§ What is required: Beneath this line is the data. Output exactly the lines from the line with "Locate every instance of the shadow" to the line with "Locate every instance of the rear", both ends included, and nothing more.

[Stored items]
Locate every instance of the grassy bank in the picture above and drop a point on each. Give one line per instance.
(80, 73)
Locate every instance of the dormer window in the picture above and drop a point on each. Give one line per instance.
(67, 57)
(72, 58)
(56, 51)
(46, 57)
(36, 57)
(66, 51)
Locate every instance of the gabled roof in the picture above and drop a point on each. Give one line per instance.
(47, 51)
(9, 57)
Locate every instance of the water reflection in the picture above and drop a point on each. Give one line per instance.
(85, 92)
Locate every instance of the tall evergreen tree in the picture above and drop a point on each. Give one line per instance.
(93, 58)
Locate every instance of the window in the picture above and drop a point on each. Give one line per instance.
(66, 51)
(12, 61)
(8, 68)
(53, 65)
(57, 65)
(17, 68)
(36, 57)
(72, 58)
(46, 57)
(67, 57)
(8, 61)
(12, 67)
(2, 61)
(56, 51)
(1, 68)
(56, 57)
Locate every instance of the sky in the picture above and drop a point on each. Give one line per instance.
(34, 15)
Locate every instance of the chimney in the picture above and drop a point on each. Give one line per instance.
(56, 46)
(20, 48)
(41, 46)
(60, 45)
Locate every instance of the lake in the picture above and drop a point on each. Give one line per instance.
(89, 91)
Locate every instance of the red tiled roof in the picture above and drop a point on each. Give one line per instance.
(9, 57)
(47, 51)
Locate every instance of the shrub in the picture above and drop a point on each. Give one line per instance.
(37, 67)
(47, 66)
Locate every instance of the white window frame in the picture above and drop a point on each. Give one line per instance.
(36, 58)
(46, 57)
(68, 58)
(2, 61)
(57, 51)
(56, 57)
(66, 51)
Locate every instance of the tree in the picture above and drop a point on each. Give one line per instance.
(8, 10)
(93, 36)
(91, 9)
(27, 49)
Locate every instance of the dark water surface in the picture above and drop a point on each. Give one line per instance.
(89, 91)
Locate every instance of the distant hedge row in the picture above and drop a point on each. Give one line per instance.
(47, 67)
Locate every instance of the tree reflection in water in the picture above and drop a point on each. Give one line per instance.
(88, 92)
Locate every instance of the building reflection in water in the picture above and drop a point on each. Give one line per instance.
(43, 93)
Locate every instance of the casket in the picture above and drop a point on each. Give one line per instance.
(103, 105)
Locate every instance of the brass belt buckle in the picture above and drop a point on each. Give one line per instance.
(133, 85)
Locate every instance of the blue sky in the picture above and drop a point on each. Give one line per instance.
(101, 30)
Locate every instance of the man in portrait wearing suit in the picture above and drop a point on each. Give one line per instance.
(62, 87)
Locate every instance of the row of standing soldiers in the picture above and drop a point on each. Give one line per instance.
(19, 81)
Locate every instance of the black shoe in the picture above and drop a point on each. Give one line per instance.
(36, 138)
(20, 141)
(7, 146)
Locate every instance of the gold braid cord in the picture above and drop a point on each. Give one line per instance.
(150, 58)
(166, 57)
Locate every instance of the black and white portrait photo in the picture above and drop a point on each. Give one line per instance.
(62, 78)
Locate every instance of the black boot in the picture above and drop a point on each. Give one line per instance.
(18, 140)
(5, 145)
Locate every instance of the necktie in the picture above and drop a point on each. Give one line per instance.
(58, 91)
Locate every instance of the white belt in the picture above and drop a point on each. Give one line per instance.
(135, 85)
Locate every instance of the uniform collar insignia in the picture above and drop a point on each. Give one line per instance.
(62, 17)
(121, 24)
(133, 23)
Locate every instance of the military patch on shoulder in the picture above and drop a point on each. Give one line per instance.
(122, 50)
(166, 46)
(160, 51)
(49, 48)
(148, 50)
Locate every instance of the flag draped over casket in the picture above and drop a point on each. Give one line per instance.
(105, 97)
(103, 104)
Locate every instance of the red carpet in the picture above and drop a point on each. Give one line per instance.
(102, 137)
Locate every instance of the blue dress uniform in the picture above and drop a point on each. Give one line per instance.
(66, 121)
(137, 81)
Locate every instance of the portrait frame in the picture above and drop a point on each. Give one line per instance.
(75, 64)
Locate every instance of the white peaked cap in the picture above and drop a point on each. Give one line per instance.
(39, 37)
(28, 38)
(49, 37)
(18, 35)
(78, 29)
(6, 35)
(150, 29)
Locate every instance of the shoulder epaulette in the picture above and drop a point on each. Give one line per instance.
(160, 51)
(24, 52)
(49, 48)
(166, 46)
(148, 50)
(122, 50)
==
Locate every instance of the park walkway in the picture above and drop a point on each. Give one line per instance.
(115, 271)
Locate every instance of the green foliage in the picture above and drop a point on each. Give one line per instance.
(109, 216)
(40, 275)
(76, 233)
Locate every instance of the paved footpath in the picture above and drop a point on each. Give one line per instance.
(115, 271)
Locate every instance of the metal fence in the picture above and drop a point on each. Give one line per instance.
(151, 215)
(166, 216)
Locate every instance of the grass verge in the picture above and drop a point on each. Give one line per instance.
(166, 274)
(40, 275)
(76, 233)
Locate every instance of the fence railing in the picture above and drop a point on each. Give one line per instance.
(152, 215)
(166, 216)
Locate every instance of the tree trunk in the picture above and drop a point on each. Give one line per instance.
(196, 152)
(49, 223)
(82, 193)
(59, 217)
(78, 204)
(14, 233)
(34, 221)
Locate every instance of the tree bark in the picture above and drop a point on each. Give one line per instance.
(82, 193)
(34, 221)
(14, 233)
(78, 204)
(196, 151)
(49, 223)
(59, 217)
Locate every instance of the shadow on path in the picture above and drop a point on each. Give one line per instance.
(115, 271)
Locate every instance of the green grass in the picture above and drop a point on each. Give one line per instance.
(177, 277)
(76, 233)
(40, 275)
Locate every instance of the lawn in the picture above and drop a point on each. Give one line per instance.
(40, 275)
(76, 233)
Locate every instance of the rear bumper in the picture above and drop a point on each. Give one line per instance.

§ Exercise solution:
Locate every instance of the shadow on path in the picture above and drop a point on each. Give one line per instance.
(115, 271)
Locate every instance of the green grass in the picture above and drop a point on each. Give one line per instance.
(177, 277)
(76, 233)
(40, 275)
Locate every instance of the lawn in the picture above and drop a point on each. Give one line per instance.
(40, 275)
(76, 233)
Locate every instance of the rear bumper in the picture above and drop a point on each. Give one line per instance.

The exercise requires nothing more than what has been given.